**WHAT IS NEEDED:** Go through the data below and count every line that has the word "target". Return only the count.

**MATERIAL SHOWN:**
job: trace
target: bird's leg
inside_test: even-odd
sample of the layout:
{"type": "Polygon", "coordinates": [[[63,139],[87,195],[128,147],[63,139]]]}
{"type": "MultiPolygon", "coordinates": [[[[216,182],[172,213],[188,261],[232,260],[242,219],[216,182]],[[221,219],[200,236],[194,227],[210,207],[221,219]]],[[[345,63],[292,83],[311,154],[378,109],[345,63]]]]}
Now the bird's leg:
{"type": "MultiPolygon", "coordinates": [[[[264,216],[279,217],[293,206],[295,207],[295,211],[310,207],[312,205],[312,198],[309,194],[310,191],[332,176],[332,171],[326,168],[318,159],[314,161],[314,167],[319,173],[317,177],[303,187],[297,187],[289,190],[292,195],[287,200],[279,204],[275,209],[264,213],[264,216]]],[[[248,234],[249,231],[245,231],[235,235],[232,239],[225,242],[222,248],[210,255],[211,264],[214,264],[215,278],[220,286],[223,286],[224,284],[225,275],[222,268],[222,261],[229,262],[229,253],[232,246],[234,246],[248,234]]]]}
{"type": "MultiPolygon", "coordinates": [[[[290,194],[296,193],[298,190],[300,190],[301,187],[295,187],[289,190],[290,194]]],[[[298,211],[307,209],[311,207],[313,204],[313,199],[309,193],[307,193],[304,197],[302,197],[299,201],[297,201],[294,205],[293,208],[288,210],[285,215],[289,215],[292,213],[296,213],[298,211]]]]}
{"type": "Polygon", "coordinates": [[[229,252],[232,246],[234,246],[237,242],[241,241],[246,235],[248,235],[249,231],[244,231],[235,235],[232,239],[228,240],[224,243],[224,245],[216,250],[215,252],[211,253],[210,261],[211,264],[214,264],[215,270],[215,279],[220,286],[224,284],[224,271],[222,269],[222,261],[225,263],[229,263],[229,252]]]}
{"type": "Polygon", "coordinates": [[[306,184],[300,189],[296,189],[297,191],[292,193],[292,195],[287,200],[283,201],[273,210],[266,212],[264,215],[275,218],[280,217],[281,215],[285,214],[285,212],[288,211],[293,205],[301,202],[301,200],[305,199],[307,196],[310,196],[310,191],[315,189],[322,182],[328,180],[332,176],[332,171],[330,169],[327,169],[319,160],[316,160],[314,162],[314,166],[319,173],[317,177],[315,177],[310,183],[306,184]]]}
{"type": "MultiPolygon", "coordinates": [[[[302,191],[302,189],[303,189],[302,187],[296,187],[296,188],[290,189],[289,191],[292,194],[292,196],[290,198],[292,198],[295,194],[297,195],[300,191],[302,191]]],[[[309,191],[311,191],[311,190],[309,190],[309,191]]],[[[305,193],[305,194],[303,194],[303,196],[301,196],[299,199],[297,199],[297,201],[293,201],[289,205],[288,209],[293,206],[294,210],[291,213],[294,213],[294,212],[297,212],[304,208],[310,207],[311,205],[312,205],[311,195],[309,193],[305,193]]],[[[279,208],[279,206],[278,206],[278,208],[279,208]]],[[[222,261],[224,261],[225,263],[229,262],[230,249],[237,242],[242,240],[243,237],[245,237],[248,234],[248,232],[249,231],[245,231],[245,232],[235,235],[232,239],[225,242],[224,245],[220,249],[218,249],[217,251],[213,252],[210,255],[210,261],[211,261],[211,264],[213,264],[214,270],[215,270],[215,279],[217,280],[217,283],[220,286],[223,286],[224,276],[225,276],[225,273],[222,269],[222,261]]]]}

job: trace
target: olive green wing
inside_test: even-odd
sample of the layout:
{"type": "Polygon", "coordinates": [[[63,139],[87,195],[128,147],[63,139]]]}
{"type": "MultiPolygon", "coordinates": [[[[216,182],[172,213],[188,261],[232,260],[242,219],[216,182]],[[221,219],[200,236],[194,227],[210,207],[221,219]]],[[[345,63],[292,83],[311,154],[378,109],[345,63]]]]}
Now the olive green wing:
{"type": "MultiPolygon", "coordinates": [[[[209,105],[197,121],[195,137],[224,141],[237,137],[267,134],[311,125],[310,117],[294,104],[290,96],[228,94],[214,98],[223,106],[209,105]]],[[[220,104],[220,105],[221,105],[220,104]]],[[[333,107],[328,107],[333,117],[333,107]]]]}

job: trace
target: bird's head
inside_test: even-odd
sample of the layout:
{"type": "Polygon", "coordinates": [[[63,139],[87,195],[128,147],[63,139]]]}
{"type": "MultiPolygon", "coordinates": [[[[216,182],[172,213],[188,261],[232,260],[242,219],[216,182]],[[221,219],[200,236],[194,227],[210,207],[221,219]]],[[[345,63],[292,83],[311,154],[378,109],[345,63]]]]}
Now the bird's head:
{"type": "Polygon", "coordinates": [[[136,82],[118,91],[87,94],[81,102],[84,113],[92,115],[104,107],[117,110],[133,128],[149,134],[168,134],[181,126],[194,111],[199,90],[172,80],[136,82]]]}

**EXPECTED ANSWER:** 3